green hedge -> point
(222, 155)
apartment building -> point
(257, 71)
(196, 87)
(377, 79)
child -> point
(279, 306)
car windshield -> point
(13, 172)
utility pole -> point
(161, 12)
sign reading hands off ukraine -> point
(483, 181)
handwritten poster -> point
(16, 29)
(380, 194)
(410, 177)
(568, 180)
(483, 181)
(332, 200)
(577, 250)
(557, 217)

WORK REQUEST → Set down all of the entries exactly, please.

ANSWER BELOW →
green hedge -> point
(222, 155)
apartment building -> point
(257, 71)
(196, 87)
(377, 79)
child -> point
(279, 306)
car windshield -> point
(13, 172)
utility pole -> point
(161, 12)
sign reading hands off ukraine -> point
(483, 181)
handwritten poster -> point
(16, 29)
(380, 194)
(410, 177)
(568, 180)
(483, 181)
(332, 200)
(577, 250)
(557, 217)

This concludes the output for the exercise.